Record list
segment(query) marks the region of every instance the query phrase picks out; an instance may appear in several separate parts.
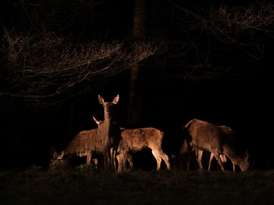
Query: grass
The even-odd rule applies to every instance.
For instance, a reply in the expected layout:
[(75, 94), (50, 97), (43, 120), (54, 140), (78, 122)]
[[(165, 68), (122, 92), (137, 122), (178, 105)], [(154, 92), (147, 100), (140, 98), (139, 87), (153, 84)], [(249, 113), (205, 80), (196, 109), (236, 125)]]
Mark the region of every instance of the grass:
[(274, 170), (0, 172), (0, 204), (271, 204)]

Exercise description
Copy every line of the records above word for word, leaving out the pictures.

Response
segment(query) marks the region of every instance the query phrase picks out; an instance may appear in several separate parts.
Query: grass
The even-odd rule applies to every instance.
For instance, a reply in the expected layout:
[(75, 94), (50, 97), (43, 120), (54, 140), (78, 122)]
[[(165, 68), (122, 92), (137, 122), (178, 105)], [(154, 92), (147, 100), (140, 98), (139, 87), (153, 84)], [(249, 113), (205, 80), (196, 109), (236, 125)]]
Mark the region of every instance of the grass:
[(274, 170), (0, 172), (0, 204), (271, 204)]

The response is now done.